begin Provided data

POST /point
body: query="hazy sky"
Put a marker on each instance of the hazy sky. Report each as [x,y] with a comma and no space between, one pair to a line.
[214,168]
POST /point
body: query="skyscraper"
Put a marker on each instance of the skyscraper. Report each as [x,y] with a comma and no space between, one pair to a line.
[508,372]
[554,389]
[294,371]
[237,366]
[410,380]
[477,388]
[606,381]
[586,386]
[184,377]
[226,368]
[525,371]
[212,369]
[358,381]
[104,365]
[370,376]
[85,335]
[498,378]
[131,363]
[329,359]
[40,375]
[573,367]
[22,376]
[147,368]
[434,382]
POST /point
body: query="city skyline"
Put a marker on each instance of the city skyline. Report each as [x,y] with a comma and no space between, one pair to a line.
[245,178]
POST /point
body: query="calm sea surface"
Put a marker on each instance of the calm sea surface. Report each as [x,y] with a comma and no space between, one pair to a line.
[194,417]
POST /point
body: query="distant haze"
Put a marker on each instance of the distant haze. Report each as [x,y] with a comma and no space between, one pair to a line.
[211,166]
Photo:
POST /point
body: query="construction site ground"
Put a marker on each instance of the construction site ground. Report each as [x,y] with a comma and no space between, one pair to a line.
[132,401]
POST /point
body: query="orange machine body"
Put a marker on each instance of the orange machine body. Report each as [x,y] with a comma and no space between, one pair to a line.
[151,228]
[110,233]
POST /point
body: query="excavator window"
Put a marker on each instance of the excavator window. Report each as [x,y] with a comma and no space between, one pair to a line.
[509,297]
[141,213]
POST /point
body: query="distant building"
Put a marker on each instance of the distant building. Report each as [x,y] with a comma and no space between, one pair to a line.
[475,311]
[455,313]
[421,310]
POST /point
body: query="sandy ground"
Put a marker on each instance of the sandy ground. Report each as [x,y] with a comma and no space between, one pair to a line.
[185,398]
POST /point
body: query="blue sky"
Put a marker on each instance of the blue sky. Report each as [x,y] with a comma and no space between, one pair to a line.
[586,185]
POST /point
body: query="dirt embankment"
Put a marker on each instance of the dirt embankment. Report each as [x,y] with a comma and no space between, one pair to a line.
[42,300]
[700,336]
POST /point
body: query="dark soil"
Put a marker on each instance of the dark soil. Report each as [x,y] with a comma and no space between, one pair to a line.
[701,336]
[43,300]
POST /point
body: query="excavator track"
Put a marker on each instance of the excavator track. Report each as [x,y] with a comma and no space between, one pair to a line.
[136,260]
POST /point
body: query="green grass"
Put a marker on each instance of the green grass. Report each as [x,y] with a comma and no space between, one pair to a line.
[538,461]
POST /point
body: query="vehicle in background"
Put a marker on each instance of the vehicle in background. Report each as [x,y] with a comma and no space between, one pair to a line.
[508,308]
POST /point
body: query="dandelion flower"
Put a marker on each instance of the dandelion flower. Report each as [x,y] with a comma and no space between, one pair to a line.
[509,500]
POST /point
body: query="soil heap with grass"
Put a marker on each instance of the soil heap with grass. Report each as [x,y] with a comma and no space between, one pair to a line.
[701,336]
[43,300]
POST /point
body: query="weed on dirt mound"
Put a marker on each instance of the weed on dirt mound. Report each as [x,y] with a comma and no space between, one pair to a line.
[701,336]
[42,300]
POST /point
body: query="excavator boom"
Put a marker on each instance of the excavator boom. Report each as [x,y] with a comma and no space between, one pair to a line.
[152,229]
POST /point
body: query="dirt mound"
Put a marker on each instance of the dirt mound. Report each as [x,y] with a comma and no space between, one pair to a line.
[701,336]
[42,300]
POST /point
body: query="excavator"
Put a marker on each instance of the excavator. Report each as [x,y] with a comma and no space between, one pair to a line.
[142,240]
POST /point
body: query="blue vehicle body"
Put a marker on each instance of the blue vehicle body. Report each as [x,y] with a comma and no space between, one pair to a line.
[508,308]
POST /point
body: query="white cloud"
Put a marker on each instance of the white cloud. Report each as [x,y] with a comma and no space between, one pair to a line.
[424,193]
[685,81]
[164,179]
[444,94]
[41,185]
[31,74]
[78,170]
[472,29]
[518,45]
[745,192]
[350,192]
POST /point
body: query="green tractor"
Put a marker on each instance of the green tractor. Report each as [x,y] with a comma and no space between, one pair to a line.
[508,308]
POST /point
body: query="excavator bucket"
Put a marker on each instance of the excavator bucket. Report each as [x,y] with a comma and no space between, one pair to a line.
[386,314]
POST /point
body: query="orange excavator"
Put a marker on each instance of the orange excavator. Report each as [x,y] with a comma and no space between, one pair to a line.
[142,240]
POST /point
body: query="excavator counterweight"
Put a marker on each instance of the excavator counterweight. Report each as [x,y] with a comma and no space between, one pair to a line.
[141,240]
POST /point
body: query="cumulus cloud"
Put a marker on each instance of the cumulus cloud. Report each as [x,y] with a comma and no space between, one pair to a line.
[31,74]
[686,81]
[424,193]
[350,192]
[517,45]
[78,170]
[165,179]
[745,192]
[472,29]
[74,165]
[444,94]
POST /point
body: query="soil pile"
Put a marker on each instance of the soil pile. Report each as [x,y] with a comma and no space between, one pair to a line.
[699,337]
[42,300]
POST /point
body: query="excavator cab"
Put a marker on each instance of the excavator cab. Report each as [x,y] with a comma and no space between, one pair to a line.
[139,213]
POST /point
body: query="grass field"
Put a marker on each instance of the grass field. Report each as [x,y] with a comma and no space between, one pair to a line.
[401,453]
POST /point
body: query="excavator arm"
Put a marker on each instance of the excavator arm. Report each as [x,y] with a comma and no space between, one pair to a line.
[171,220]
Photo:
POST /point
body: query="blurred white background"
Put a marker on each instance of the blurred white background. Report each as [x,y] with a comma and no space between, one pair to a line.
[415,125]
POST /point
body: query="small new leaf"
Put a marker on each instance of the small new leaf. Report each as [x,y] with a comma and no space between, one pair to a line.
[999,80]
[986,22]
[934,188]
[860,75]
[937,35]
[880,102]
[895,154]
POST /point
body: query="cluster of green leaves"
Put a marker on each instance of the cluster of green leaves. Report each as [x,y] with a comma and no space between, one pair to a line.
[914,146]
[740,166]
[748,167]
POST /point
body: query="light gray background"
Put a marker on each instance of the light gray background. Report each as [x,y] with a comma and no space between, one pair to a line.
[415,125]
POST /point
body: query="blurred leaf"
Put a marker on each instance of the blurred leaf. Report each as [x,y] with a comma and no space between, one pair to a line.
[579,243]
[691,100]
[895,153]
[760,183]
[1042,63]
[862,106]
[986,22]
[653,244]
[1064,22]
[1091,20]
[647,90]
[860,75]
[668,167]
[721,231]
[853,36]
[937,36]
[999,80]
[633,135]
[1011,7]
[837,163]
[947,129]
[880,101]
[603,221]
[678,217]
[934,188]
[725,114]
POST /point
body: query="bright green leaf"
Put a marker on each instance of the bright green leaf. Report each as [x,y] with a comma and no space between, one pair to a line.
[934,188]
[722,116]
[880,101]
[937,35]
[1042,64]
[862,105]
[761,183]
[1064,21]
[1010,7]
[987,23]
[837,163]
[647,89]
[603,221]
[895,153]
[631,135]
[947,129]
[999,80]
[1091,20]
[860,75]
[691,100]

end Provided data

• _Task statement_: Emit the records above again, exactly, with no line skipped.

• _Result for this task_:
POST /point
body: query="hazy sky"
Put a marker on each instance of the hazy sky. Report each as [x,y] with a comma and no space between, one pair to a line.
[214,168]
POST /point
body: query="skyscraper"
Put a marker on each instance of the skyscraper. Report each as [x,y] with a comma and no space between, one pair to a line.
[508,372]
[554,389]
[294,371]
[237,366]
[410,380]
[477,388]
[606,381]
[586,386]
[184,377]
[226,368]
[525,371]
[212,369]
[358,381]
[104,365]
[370,376]
[85,335]
[498,378]
[131,363]
[329,359]
[40,375]
[573,367]
[22,376]
[147,368]
[434,382]
POST /point
body: query="city skyline"
Put a marker on each instance of the city skyline. Report each as [x,y] with a comma and no space between, one pair to a line.
[245,178]
POST /point
body: query="calm sea surface"
Put a marker on each instance of the calm sea surface. Report each as [x,y] with a comma and no space between, one pair to a line.
[194,417]
POST /point
body: query="distant haze"
Put a marker on each instance of the distant haze. Report each as [x,y] with a comma and no space between, one pair to a line.
[211,166]
Photo:
POST /point
body: query="construction site ground"
Put a marker on each instance of the construction site ground. Report each as [x,y] with a comma and no space between, one pair to a line.
[132,401]
POST /point
body: query="orange machine body"
Put a marker on each instance of the orange machine body. Report each as [x,y] with a comma and no space between, one pair to a line.
[151,228]
[110,233]
POST /point
body: query="excavator window"
Put a marker on each instance of the excavator window. Report each as [x,y] with a comma and no space between, one pair to a line.
[509,297]
[141,213]
POST /point
body: query="distant building"
Put a marker on each instance of the distant building. Report each as [x,y] with a comma and no space between, one pair to a line.
[475,311]
[455,313]
[421,310]
POST /point
body: query="sandy ground"
Put a marker on each instance of the sandy ground. Report each as [x,y] with a comma and no space between, one pair to a line.
[185,398]
POST /point
body: query="blue sky"
Put a marker on each instance of the blue sky. Report each as [x,y] with a comma and no space between, one pair to a line.
[586,185]
POST /point
body: query="dirt embankment"
Put a marker on each instance of the dirt embankment. Report each as [x,y] with a comma and no space between, one pair to a line.
[42,300]
[700,336]
POST /point
body: query="dark soil"
Put a marker on each instance of the dark soil. Report each as [x,y] with a comma and no space between, one pair to a line.
[701,336]
[43,300]
POST /point
body: query="excavator track"
Put a marker on each instance of the excavator track. Report each as [x,y] with a comma and no space between, one pair to a line.
[136,260]
POST /point
body: query="green grass"
Put a marker on each instance of the green grass. Report each as [x,y] with a comma and no space between, one pair to a line.
[538,461]
POST /point
body: query="vehicle in background"
Put a marker on each instance of the vehicle in background. Report each as [x,y] with a comma and no space between, one pair to a line.
[508,308]
POST /point
body: query="dandelion flower"
Put a marker on each instance of the dandelion flower. Report each as [x,y] with a comma and no space between, one pair to a line.
[509,500]
POST /point
body: query="soil heap with grass"
Put a marker on each instance of the soil heap with grass. Report each as [x,y] with a comma and no space between, one pair to a line.
[701,336]
[43,300]
POST /point
body: query="weed on dirt mound"
Put a marker on each instance of the weed on dirt mound. Report each as [x,y] with a comma and no space between, one pair to a line.
[701,336]
[42,300]
POST /point
body: query="excavator boom"
Put a marker on each instance of the excavator boom. Report each as [x,y] with a comma and no space between, one pair to a line.
[152,229]
POST /point
body: query="dirt mound"
Put a marker on each instance of the dirt mound. Report each as [x,y] with a comma and no space between, one pair to a line.
[701,336]
[42,300]
POST /point
body: query="excavator"
Put a marker on each instance of the excavator. Report each as [x,y] with a comma and no space between, one pair to a line.
[142,240]
POST /point
body: query="blue vehicle body"
Put a marker on each instance of the blue vehicle body. Report each as [x,y] with a comma and no space between, one pair to a line.
[508,308]
POST /point
body: query="white cloud"
Put a marker on each instance of the white cloud. Report each as [x,y] with a comma and no space between, one pair to a line.
[424,193]
[685,81]
[164,179]
[444,94]
[41,185]
[31,74]
[78,170]
[472,29]
[518,45]
[745,192]
[350,192]
POST /point
body: query="green tractor"
Put a marker on each instance of the green tractor. Report each as [x,y] with a comma and no space between, one pair to a line.
[508,308]
POST /point
body: query="excavator bucket"
Put a marker on each instance of the excavator bucket. Report each as [x,y] with a comma and no space between, one pair to a line.
[386,314]
POST /point
body: query="orange excavator"
Put a marker on each instance of the orange excavator. Report each as [x,y] with a comma and no space between, one pair to a line.
[142,240]
POST /point
body: query="excavator counterweight"
Put a marker on each instance of the excavator counterweight. Report each as [x,y] with a comma and no space between, one pair to a line.
[141,240]
POST /point
body: query="cumulus cloud"
Put a marker on each instance of the cumulus cloud. Report each as [x,y] with a comma and no space between, one pair to a line.
[31,74]
[686,81]
[424,193]
[350,192]
[517,45]
[78,170]
[165,179]
[745,192]
[472,29]
[74,165]
[444,94]
POST /point
body: query="soil pile"
Put a marker on each instance of the soil pile. Report each as [x,y] with a comma and no space between, one pair to a line.
[699,337]
[42,300]
POST /point
body: query="excavator cab"
Put a marker on each instance of the excavator cab. Report each as [x,y] with a comma and no space between, one pair to a line.
[139,213]
POST /point
body: query="grass field"
Put a marker on each instance of the grass field. Report each as [x,y] with a comma and no space between, one pair to a line.
[401,453]
POST /point
body: query="excavator arm"
Put a marker on each instance of the excavator arm. Report each as [x,y] with a comma and no space between, one pair to a line.
[171,220]
Photo:
POST /point
body: query="blurred white background"
Put a marker on each instance of the blurred white background. Report each as [x,y] with a comma and no space between, one pair to a line.
[415,125]
POST /point
body: query="small new leaf"
Put a marker on each instance of the small new leaf. Report each as [x,y] with a comma and no space between, one pair to a line.
[999,80]
[986,22]
[934,188]
[860,75]
[937,35]
[880,102]
[895,154]
POST /point
body: query="cluster of green leaves"
Put a marker on each instance of the cluster of green leaves. Report each as [x,y] with a comma and no space between, one pair to a line.
[914,146]
[740,166]
[748,167]
POST /point
body: query="light gray background"
Put a marker on each instance of the light gray background. Report each as [x,y] with a comma and no space between, one pair to a line.
[415,125]
POST /point
body: query="blurred leaf"
Put a marker on each instance of the blurred leaf. Report each as [x,y] with a comma and no space between, one pair to a line.
[579,243]
[691,100]
[895,153]
[760,183]
[1042,63]
[862,106]
[986,22]
[653,244]
[1064,22]
[1091,20]
[647,90]
[860,75]
[668,167]
[721,231]
[853,36]
[937,36]
[999,80]
[633,135]
[1011,7]
[837,163]
[947,129]
[880,101]
[603,221]
[678,217]
[934,188]
[725,114]
POST /point
body: query="bright green leaf"
Put a marker on each instance of the bright green leaf. Report each as [x,y] with a comma and no space between, one pair to a line.
[934,188]
[722,116]
[880,101]
[937,35]
[1042,64]
[862,105]
[761,183]
[1064,21]
[1010,7]
[987,23]
[837,163]
[647,89]
[603,221]
[895,153]
[631,135]
[947,129]
[999,80]
[1091,20]
[860,75]
[691,100]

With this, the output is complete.